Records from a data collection
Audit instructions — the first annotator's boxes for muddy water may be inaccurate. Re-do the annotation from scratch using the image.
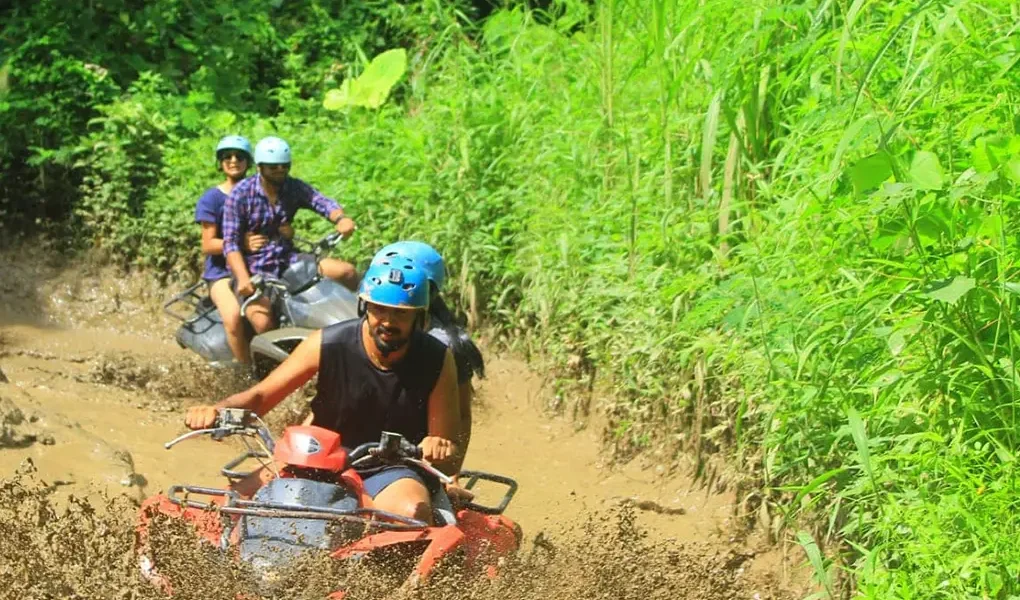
[0,259,807,599]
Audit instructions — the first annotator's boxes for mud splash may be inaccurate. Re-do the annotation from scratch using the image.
[0,256,807,599]
[0,467,786,600]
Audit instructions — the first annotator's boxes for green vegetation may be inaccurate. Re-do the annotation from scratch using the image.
[3,0,1020,596]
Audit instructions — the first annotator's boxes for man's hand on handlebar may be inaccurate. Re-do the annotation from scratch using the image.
[446,477,476,508]
[235,276,255,298]
[334,216,356,240]
[419,436,457,463]
[185,406,219,430]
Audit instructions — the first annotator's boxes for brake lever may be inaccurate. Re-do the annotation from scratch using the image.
[403,457,454,485]
[165,428,221,450]
[349,449,453,485]
[239,288,264,317]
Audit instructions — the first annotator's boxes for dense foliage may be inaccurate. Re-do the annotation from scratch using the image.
[3,0,1020,597]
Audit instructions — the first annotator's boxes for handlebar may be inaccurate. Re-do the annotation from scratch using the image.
[348,432,454,486]
[237,232,344,317]
[238,274,290,316]
[315,232,344,256]
[167,415,453,486]
[291,231,344,260]
[165,409,275,452]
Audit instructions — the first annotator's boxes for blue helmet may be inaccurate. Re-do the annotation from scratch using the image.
[215,135,253,163]
[254,136,292,164]
[372,241,445,292]
[358,260,430,310]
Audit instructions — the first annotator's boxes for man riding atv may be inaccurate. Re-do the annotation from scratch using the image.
[185,258,461,524]
[371,241,485,458]
[222,136,359,334]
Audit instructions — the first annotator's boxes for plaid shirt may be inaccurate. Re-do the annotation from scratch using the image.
[222,174,341,277]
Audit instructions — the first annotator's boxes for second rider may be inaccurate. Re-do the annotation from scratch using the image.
[222,136,359,334]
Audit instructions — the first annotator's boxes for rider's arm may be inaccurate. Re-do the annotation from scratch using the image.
[226,250,250,285]
[426,349,463,474]
[195,189,226,256]
[290,177,345,222]
[200,223,224,256]
[221,189,252,284]
[216,330,322,415]
[457,382,473,456]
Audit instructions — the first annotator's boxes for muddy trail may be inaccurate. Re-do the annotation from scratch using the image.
[0,257,808,599]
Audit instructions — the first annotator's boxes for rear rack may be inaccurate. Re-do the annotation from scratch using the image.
[458,470,518,515]
[167,485,430,531]
[163,282,217,325]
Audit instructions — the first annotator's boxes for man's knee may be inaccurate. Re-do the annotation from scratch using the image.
[243,299,274,333]
[320,259,358,288]
[374,479,432,523]
[408,500,433,524]
[245,310,272,333]
[335,261,357,280]
[389,498,432,524]
[249,315,273,334]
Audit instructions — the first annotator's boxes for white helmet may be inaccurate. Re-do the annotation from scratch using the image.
[254,136,291,164]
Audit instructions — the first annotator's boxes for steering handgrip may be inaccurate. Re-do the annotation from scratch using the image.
[323,231,343,247]
[402,440,423,460]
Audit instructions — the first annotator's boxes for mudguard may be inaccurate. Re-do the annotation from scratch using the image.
[239,479,362,570]
[284,279,359,329]
[250,327,315,366]
[174,303,235,365]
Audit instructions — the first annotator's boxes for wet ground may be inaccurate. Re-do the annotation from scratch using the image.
[0,256,809,599]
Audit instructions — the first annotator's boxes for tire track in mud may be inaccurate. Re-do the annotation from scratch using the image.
[0,260,808,599]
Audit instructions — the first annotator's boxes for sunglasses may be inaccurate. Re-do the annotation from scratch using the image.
[219,151,249,162]
[261,163,291,170]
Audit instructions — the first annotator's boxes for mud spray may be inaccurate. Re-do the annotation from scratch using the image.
[0,259,804,599]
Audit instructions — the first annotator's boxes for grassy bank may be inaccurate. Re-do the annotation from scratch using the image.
[6,0,1020,596]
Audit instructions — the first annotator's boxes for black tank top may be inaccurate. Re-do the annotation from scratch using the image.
[310,318,447,448]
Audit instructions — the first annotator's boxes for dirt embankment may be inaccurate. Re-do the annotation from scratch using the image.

> _Exercise_:
Word-for-word repeat, images excluded: return all the data.

> _Completed exercise_:
Audit instructions — the first annotator's boxes for muddy water may be inaccurate. Re-do the annotation from scratch using the image.
[0,259,807,599]
Audit instructions — the first annotator's boxes for mud splash may be inaccurate. Re-do the annotation from scratch using the image.
[0,256,807,599]
[0,467,786,600]
Audit instructions — the first annotator's boxes for green vegetation may be inaccurate. Re-do the annotation from scratch using the image.
[3,0,1020,596]
Audit instructions — the first annotator's boxes for man's hand on handlebar may be inaccurate. Re-do the annotation from scratch using the image.
[446,477,476,508]
[235,276,255,298]
[334,216,356,240]
[419,436,457,463]
[185,406,219,430]
Audit instructions — the first annotator's boxes for brake lever may be inaccurate. Re-do the annotation from scratch using the image.
[403,457,454,485]
[165,428,221,450]
[349,449,453,485]
[239,288,264,317]
Audit instructions — the first annotator's boxes for dense foliage may be inaccurate. Re-do the annotation from scratch using the image.
[3,0,1020,597]
Audit instructions — the first annotator's boxes for handlebar may be inaccurate. Re-do the annotation from scratch using the image.
[348,432,454,486]
[237,232,344,317]
[238,274,290,316]
[315,232,344,256]
[167,415,453,486]
[291,231,344,260]
[165,409,275,452]
Audit instructions — the first annotator's boxes for blue helmet may be inaccurate. Re-do the annotation from scratch using the image.
[215,135,253,163]
[254,136,292,164]
[372,241,445,292]
[358,260,430,310]
Audit instructions — the first annotator's boxes for man riding atv may be inaccurate. Re-do the annotation from scratch using the image.
[185,258,461,524]
[371,241,485,458]
[222,136,359,334]
Audit instructions — the first annotator's boxes for plaid shirt may be inaccurate. Re-do the annotation from scratch using the image.
[222,174,341,277]
Audit instructions — the first annotator's boxes for second rider may be inaccurate. Re-do the annotation from scratch using the image.
[222,136,359,334]
Audit instructions — the first annotator's boxes for rider's arm may be inaccurate. Re-do the annotation from scratch using the image.
[226,250,250,285]
[426,349,463,474]
[195,189,226,256]
[290,177,345,222]
[200,223,224,256]
[221,189,252,284]
[216,330,322,415]
[457,382,473,456]
Audit instructions — the first annotator's boxes for muddy trail may be inaccurate. Re-do the annotation from scratch using the image.
[0,257,808,599]
Audit instructions — the first annotator's boxes for rear rack may be inaccurate. Re-do the annotation from scratch using the image.
[458,470,518,515]
[167,485,430,531]
[163,282,217,325]
Audit instructions — the first annotator's boxes for man's knee may be inaccurate. Re-do the annotation from scratch using the image.
[243,299,274,333]
[320,259,358,288]
[374,479,432,523]
[408,500,433,524]
[245,310,272,333]
[335,261,357,280]
[389,498,432,524]
[249,315,273,334]
Audit instructions — the first annotator's boxes for white helmet may be inaccurate. Re-do the annotation from scratch using the image.
[254,136,291,164]
Audit instructions — the first annotator's boxes for steering handgrip may be inaccurate. Re-do the annotation from scratch using the image.
[323,231,343,247]
[402,440,423,460]
Audit instructions — the first annotator's boxes for mudguard may be inaccurate. Re-do the annotation from scratch using the image.
[239,479,362,570]
[284,279,359,329]
[250,327,315,366]
[174,303,235,365]
Audit instructions — the first annotator's boxes for wet ground may be inaccurate. Re-do the annotation from scratch using the image.
[0,256,809,599]
Audit instructions — the first annotator's boxes for tire track in mud may be inaccurate. Re-do the annotation from scratch using the image.
[0,260,808,599]
Audit instructions — the first annotator's boxes for sunglasses may be inaccurate. Re-do the annotation from scratch using the image.
[219,151,249,162]
[261,163,291,170]
Audit instructions — the first annotator's boxes for mud spray may be inaccurate. Re-do the annotation from scratch using the image.
[0,259,804,599]
Audit instructions — the first annotator's boxes for grassy bank may be inaccurate. Re-do the annotation from scratch using the image.
[6,0,1020,596]
Audit instructions — the first annotator's boxes for black tank top may be inaccurate. Re-do the annotation from scratch using the image.
[310,318,447,448]
Audit instructions — the first annotator's boxes for dirt embankment may be inaccurate. Re-do the annotation from scratch using the image.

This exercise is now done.